Ce soir je tente les bains et le sauna du grand hôtel de conception soviétique qui domine la ville thermale de Borjoumi. C’est la première station d’eaux de l’histoire dans la région, fréquentée par les Tsars et leurs suites d’artistes et de mondains de Saint Petersbourg, munie d’une usine d’embouteillage de 600,000 bouteilles à l’heure (sans compter les canettes), alimentant les restaurants de tout l’ex-monde soviétique, d’Arkangelsk à Vladivostok en passant par Moscou.





Dans la tradition locale, l’hôtel possède un magnifique sauna. Je pousse la porte du bain humide, tente un mouvement de recul asphyxié par l’agression de la vapeur bouillante, persiste et cherche un banc pour m’asseoir dans la brume. Entendant parler autour de moi, je m’intéresse à mes co-cuits. Aucun de parle anglais, mais je comprends que l’un est Géorgien, l’autre Ossétien, l’autre Abkhaze, et le quatrième Russe. De leur discussion animée je ne retiendrai que l’amorce d’un complot qu’ils fomentent pour renverser le gouvernement géorgien et créer un nouvel état dont la capitale serait Borjoumi. Mais j’ai pu me tromper…

Village en Géorgie, dominé par le Mont Kazbek

Village en Géorgie, dominé par le Mont Kazbek

Au cœur du « petit Caucase » dans la Haute Adjarie autrefois farouchement autonome, les routes ne sont pas goudronnées, les cartes ne sont pas précises, et les populations sont restées islamisées depuis le passage des Ottomans. On découvre après l’avoir longtemps cherché le village de Nigazouli où une charmante mosquée en bois peint a été érigée sur le site d’une ancienne citadelle commandant la vallée. Le gardien du musée local nous relate des combats du seigneur local, Nesim, qui ne semblait pas avoir froid aux yeux.

Mosquée en bois peint de Nigazouli, Haute Adjarie géorgienne

Mosquée en bois peint de Nigazouli, Haute Adjarie géorgienne

Après un long périple dans le « petit Caucase » parsemé de villages d’éleveurs, et le franchissement du col de Goderzi à 2050 mètres, nous débouchons sur la ville de Batoumi, grand port sur la Mer Noire, deuxième ville de la Géorgie. Alors là, choc culturel total : une ville immense dont le front de mer exhibe les buildings, gratte-ciels et monuments les plus exubérants, les plus osés, les plus fascinants du monde. Tout est conçu pour impressionner le touriste (russe pour l’essentiel) et lui faire dépenser son fric. Cette station balnéaire récente a bénéficié d’une part du retrait de Soukhoumi maintenant en territoire Abkhaze à deux pas du fameux Sotchi, d’autre part des projets dantesques de modernisation du Président Saakachvili, enfin de la mise à l’écart de la famille régnante Abachidzé en Adjarie qui centralisait, détournait et bloquait tous les projets de développement jusqu’en 2004. Carte blanche aux audacieux, la ville a de quoi étonner les touristes, qui peuvent à toute heure la survoler en ULM. D’autant plus que comme dans le reste du pays, le vin (local) coule à flot, et aucune restriction n’existe sur la consommation d’alcool, si ce n’est la conduite en état d’ébriété (sic, mais elle n’est pas respectée).

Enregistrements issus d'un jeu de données
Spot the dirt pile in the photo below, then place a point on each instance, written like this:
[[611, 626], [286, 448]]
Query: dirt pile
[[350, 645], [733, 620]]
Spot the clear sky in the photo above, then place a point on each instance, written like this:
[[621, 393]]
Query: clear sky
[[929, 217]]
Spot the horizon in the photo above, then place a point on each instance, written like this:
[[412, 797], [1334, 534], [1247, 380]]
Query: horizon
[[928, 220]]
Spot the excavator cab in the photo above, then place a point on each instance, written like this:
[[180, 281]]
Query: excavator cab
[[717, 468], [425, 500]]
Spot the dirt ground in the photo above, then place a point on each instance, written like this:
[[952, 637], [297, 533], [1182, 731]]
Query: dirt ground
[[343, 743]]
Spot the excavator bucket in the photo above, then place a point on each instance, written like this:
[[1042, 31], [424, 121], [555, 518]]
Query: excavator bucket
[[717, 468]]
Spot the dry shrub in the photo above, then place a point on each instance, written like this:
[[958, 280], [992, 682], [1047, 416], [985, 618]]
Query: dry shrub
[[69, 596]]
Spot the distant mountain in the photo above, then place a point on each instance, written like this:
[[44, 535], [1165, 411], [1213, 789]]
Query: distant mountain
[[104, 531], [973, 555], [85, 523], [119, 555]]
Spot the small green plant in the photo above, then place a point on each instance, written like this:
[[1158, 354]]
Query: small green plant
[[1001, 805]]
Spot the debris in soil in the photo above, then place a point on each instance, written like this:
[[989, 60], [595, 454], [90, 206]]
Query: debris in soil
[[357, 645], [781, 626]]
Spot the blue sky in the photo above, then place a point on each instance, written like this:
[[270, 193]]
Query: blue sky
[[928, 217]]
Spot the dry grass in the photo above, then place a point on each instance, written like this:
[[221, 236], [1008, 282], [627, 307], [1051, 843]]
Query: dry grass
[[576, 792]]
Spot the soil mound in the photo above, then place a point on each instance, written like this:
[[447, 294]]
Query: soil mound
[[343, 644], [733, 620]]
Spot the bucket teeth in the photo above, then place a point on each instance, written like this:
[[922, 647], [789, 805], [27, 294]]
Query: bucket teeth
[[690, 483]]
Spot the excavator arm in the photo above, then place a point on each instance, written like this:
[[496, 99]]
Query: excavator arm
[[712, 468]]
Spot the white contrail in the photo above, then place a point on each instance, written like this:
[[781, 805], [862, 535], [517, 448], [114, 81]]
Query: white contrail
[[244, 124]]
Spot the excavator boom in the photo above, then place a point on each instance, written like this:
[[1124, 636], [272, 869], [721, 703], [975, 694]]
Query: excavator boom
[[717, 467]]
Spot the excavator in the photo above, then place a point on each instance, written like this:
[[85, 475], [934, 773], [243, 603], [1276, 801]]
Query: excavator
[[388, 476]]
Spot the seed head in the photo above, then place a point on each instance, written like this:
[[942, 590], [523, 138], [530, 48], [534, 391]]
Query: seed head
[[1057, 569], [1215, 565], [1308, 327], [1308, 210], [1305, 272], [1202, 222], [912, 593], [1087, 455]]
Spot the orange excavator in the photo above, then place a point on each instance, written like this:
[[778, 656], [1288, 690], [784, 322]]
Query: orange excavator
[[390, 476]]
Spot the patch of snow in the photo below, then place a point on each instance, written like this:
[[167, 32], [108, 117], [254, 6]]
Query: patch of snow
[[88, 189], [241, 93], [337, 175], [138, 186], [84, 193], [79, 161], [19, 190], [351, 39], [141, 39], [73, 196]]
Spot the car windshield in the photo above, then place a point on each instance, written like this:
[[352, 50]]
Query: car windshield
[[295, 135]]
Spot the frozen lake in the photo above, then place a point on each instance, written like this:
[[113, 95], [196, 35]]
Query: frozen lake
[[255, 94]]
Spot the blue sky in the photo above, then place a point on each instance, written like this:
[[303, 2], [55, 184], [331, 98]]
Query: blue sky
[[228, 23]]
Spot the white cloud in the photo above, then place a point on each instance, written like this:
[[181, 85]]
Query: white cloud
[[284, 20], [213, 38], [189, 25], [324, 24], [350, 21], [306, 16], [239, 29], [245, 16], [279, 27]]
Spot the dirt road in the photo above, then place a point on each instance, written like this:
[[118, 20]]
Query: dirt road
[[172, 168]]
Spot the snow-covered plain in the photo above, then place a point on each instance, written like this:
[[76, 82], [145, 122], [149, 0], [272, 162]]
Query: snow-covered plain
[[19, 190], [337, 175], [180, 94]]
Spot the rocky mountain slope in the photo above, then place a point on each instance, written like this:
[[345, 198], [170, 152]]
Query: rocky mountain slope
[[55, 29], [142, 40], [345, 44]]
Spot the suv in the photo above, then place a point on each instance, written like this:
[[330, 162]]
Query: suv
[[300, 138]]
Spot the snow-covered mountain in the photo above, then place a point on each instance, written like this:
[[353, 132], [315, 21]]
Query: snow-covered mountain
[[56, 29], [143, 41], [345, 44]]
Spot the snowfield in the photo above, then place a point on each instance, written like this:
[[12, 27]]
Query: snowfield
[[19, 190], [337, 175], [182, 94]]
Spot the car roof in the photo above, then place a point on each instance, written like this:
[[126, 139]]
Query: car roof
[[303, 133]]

Questions:
(a) Recopiez mot pour mot le passage du récit de voyage en Géorgie qui s'ouvre sur les mots contenant "Ce soir je tente" et se ferme sur "passant par Moscou.".
(b) Prolongez le récit de voyage en Géorgie à partir de sa dernière phrase.

Vos réponses:
(a)
Ce soir je tente les bains et le sauna du grand hôtel de conception soviétique qui domine la ville thermale de Borjoumi. C’est la première station d’eaux de l’histoire dans la région, fréquentée par les Tsars et leurs suites d’artistes et de mondains de Saint Petersbourg, munie d’une usine d’embouteillage de 600,000 bouteilles à l’heure (sans compter les canettes), alimentant les restaurants de tout l’ex-monde soviétique, d’Arkangelsk à Vladivostok en passant par Moscou.

(b)
Skyline de nuit à Batoumi, Géorgie, la ville de toutes les audaces

Skyline de nuit à Batoumi, Géorgie, la ville de toutes les audaces

A propos de vin, les dépliants géorgiens indiquent qu’il a été « inventé » en Géorgie autour de 6000 ans avant JC, et qu’on y trouve les cépages anciens les plus prestigieux, les vignobles les plus réputés, les arômes les plus délicieux, et les bouteilles les moins chères. Allons donc voir ce qu’il en est au Château de Mukhrani. Situé dans un terroir absolument plat, ce qui est assez rare en Géorgie (et dans le monde viticole), on est accueilli dans un véritable château blanc, avec parc aux arbres centenaires, immenses potager et verger, gigantesques chais, salle de restaurant voûtée, et un chef sommelier arrogant à l’accent américain. C’est la recette du succès : le Château vend beaucoup et son vin est bon.

Château Mukhrani , fleuron viticole de la Géorgie

Château Mukhrani , fleuron viticole de la Géorgie

Depuis l’indépendance, la Russie a déclaré l’embargo sur les vins géorgiens qui, auparavant produits dans les kolkhozes, alimentaient l’immense marché soviétique. Alors les viticulteurs se sont mis à leur compte, souvent aidés par des oligarques oeno-stalgiques, et visent le marché mondial. Presque toutes les régions collinaires du pays se sont mises à produire du vin, avec des fortunes diverses. Le nombre de caves à vin et de boutiques de vente est incroyable dans les rues des grandes villes. Le vin est la première attraction touristique du pays, fortement encouragée par le gouvernement, qui vise les 7 millions de visiteurs par an (pas mal pour une population de 4,5 millions, c’est la même proportion que pour la France).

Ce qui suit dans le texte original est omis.